> _Work request_
Set out exactly every line of the entries below, starting at the line that holds "Target: striped necktie" and stopping after the line that holds "Target: white curtain backdrop".

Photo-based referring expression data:

—————

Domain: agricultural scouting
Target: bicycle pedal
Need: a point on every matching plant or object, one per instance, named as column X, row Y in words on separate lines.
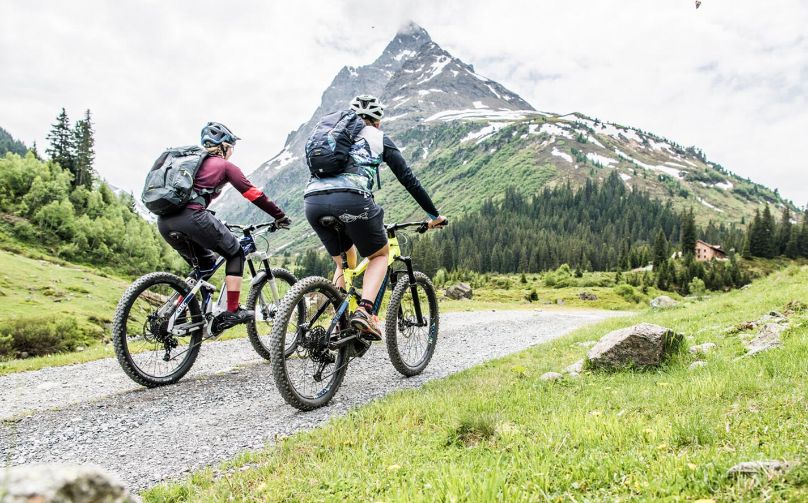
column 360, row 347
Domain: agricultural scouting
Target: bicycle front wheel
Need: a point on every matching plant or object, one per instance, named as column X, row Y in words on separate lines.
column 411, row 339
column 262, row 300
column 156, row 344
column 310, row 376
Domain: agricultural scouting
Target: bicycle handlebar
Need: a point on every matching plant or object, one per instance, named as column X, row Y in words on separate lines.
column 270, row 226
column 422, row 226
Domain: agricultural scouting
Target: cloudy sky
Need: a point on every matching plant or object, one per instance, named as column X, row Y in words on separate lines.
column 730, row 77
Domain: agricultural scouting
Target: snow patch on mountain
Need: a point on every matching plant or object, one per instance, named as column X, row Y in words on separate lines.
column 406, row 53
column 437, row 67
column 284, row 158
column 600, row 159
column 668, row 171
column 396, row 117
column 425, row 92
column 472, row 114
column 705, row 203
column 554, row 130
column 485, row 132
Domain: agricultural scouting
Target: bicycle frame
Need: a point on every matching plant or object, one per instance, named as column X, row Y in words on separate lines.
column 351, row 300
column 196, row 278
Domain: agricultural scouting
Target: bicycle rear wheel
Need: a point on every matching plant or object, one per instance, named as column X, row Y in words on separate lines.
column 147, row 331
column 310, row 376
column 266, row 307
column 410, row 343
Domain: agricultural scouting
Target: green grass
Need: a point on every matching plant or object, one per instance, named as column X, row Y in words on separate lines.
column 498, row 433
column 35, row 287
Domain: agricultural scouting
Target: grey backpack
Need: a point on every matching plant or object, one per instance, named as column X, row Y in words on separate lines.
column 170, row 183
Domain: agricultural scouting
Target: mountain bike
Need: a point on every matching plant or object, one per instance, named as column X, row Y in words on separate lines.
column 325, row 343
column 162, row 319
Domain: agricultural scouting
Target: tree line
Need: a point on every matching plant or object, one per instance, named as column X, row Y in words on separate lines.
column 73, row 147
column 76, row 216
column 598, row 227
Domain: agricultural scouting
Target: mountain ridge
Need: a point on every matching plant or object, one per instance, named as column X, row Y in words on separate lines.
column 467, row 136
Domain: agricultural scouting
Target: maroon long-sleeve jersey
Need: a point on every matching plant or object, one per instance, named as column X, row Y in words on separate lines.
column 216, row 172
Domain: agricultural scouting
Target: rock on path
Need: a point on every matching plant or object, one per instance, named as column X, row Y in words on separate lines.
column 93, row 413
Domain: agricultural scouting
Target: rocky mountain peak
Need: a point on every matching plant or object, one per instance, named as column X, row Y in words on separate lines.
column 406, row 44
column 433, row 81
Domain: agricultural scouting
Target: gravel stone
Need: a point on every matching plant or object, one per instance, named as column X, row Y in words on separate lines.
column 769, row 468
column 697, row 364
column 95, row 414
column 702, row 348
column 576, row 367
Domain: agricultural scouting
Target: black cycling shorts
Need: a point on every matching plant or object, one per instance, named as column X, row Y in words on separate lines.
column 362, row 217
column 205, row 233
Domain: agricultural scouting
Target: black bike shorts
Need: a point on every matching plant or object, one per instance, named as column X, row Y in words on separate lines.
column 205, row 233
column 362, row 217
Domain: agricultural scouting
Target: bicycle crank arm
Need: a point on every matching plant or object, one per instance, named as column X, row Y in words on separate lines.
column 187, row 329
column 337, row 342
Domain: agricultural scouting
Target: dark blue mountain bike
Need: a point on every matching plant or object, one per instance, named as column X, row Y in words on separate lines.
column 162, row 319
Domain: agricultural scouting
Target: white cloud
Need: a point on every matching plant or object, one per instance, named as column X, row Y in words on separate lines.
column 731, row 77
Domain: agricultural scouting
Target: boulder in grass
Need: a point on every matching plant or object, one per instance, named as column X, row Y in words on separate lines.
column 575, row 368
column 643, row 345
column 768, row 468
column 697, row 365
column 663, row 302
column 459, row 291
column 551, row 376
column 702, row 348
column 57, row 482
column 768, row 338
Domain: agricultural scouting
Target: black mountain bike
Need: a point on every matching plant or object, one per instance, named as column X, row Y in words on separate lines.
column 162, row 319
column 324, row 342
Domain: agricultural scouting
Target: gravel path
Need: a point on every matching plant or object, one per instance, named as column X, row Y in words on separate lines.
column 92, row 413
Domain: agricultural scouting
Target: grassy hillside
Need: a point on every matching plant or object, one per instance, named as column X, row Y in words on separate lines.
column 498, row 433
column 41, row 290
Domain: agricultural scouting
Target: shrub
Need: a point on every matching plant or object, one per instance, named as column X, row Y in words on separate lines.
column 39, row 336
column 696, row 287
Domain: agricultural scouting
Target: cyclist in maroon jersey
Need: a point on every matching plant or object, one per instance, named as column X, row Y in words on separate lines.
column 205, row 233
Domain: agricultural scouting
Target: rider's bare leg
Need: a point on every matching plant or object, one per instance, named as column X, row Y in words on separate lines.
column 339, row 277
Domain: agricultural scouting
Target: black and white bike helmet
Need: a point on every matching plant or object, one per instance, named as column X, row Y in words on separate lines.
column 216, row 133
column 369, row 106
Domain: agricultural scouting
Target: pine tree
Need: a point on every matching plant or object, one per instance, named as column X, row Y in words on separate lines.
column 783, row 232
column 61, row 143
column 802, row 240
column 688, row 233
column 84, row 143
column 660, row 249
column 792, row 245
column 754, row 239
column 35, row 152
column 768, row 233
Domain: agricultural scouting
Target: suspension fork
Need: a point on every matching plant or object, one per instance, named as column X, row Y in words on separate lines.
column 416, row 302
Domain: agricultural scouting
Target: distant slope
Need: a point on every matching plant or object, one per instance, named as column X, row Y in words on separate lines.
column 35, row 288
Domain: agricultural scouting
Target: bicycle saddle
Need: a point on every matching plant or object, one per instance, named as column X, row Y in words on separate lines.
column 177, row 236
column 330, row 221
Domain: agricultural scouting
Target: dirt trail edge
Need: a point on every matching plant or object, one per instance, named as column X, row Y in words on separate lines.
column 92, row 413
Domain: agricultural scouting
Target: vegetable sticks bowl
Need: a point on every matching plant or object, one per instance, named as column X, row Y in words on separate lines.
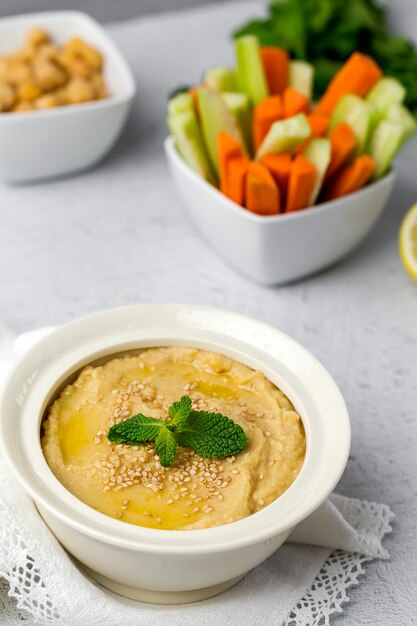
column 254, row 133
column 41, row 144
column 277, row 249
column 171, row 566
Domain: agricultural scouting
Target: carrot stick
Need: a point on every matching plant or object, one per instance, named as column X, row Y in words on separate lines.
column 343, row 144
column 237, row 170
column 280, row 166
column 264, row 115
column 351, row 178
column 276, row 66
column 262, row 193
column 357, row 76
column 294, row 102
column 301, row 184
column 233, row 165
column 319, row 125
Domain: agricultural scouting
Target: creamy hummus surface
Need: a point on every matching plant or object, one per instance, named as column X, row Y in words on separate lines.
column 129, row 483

—————

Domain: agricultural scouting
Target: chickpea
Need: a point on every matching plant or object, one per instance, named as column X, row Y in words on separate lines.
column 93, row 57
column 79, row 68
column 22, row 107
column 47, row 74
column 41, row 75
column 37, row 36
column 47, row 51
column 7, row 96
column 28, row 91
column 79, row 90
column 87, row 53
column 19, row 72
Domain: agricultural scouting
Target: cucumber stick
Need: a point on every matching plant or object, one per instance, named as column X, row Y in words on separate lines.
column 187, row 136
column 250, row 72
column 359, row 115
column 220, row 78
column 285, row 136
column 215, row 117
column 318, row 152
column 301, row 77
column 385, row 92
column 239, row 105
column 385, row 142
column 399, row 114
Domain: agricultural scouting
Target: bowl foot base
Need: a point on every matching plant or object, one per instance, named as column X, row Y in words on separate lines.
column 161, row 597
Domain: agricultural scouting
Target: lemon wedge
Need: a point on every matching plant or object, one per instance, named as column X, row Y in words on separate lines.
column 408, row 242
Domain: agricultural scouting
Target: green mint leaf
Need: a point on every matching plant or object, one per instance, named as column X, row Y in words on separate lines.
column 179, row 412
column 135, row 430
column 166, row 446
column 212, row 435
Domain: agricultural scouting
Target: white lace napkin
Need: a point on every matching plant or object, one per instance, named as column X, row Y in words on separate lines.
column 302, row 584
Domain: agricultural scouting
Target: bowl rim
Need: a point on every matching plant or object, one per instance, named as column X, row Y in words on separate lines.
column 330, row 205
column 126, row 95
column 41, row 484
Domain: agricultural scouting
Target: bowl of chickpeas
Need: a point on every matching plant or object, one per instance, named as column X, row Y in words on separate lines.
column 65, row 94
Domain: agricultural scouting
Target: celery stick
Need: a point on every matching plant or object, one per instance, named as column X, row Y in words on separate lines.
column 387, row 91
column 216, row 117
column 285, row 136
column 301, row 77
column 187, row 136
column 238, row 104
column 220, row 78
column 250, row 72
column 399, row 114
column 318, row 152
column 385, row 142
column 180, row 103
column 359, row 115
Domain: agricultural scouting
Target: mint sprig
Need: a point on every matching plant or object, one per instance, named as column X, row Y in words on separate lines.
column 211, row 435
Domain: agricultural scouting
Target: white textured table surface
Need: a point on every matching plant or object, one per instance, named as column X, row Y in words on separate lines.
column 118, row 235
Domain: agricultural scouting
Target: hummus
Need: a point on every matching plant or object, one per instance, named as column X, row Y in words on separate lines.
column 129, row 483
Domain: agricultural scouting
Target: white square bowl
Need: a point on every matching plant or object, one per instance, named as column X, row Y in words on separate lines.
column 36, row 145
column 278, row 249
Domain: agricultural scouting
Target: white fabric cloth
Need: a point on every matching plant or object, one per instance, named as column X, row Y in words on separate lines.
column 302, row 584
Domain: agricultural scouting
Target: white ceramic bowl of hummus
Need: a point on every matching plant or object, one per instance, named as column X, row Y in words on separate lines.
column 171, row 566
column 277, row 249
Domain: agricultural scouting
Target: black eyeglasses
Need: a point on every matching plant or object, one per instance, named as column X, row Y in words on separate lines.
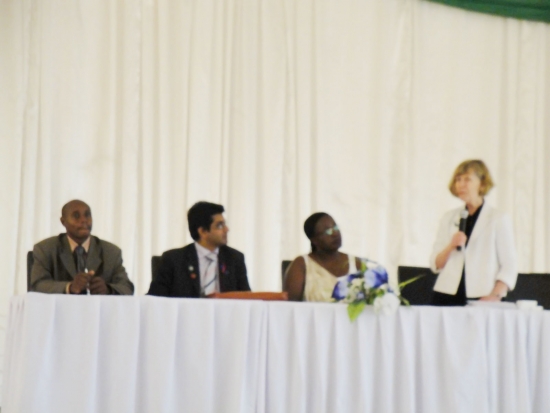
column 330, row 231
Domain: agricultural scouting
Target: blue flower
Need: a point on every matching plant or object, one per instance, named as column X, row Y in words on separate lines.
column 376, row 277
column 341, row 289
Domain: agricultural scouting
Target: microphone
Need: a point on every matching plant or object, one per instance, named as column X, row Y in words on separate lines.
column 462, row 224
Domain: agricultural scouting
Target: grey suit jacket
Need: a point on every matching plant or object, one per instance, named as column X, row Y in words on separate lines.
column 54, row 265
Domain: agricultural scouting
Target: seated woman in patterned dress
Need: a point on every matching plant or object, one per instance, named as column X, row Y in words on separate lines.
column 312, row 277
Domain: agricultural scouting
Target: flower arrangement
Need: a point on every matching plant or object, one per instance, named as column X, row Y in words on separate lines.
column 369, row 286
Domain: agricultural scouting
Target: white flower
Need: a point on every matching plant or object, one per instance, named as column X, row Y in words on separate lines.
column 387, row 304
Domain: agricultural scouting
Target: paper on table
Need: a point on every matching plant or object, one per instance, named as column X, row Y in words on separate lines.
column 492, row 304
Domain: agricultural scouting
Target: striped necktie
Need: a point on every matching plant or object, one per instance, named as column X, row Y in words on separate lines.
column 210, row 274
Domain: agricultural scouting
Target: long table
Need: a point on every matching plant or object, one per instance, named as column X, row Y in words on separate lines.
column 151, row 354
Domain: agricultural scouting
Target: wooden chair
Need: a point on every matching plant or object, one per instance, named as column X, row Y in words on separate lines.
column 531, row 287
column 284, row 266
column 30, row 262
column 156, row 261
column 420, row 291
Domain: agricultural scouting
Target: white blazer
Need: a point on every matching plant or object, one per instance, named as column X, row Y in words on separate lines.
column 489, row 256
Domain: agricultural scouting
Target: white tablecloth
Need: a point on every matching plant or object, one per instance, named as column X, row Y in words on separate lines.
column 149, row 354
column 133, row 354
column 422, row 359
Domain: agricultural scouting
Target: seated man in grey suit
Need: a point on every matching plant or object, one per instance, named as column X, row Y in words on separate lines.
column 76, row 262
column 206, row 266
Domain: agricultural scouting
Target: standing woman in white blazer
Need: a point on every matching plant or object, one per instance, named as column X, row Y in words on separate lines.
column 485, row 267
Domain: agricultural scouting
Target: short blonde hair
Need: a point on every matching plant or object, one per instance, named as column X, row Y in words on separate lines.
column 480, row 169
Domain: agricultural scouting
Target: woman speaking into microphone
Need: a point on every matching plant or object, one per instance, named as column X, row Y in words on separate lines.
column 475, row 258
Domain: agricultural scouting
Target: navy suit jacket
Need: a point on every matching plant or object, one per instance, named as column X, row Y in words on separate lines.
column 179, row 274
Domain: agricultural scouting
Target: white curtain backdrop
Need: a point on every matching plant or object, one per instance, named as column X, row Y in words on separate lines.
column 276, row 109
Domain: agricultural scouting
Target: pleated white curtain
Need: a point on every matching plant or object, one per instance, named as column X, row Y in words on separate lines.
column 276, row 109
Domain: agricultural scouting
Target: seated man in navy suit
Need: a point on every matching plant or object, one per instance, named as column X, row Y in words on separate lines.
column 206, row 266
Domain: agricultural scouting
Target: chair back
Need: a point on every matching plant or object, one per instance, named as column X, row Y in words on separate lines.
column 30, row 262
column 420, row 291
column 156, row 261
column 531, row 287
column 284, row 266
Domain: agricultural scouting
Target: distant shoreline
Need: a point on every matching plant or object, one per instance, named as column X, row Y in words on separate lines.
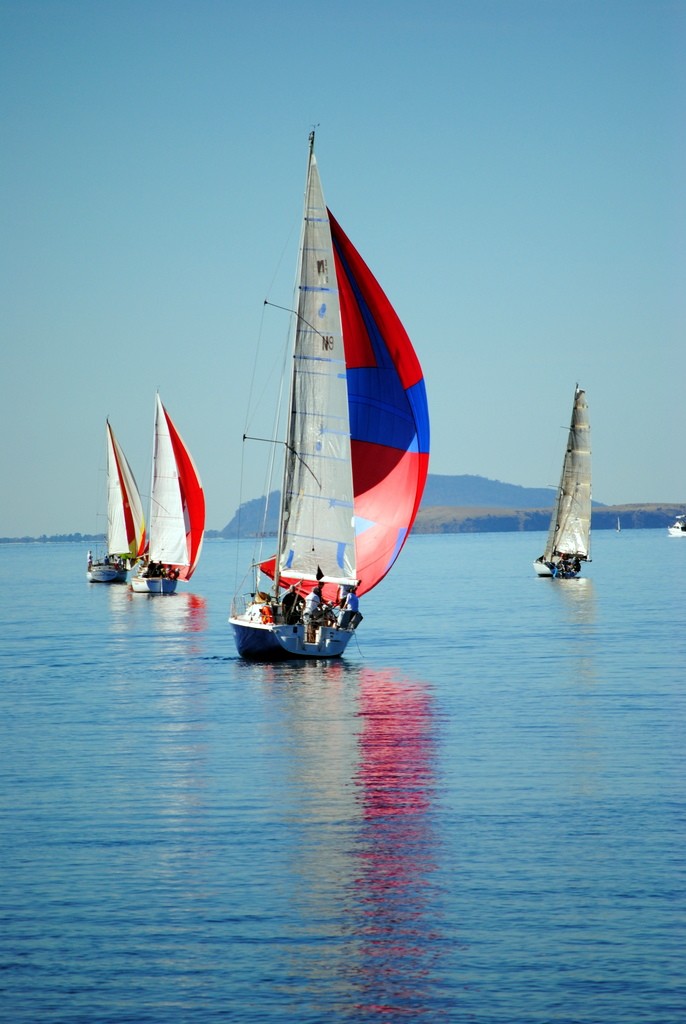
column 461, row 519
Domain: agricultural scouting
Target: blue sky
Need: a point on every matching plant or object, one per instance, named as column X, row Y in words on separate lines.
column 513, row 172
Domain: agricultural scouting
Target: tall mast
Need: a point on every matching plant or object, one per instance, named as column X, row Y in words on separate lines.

—————

> _Answer to this exercise_
Target: striped necktie
Need: a point on every matching plant or object, one per instance, named as column X, row Y in words on separate lines.
column 210, row 274
Domain: agricultural scouting
Target: long table
Need: a point on every matching plant or object, one per instance, named as column X, row Y in words on separate lines.
column 151, row 354
Domain: agricultural scouting
Target: wooden chair
Need: a point on every matching plant or object, one per instance, named as column X, row Y in words on separate lines.
column 531, row 287
column 284, row 266
column 30, row 262
column 156, row 261
column 420, row 291
Domain: agricultural scouting
Target: white blazer
Need: a point on every matching plant or object, one per instance, named as column X, row Y in words on separate lines.
column 489, row 256
Domain: agricultural scouting
Target: white tablecloth
Need: a point on every matching plant or object, one per instance, named as column X, row Y in words on separate lines.
column 149, row 354
column 133, row 354
column 422, row 359
Domain: agricultural scouting
Target: seated man in grey suit
Need: a point on every matching plant or object, one per instance, named as column X, row Y in words on separate lines.
column 76, row 262
column 206, row 266
Domain: agricultural scouting
Target: standing woman in white blazer
Need: a point on every matching plant or object, one per instance, named as column X, row Y in words on separate lines.
column 485, row 267
Domain: agricultural scouting
Target: short blonde hair
Need: a point on every matching plant or object, one per instance, named as column X, row Y in words on separate lines.
column 480, row 169
Domain: agricultural scouting
Target: woman speaking into microphone
Need: a point on every matching plant or object, one per instance, named as column X, row Y in words on separate lines.
column 475, row 258
Domain: agricultural scouting
Target: navy suit jacket
Need: a point on every matching plant or object, one per instance, named as column X, row Y in words on separate lines.
column 179, row 274
Domain: agricultural scouting
Target: white curtain backdrop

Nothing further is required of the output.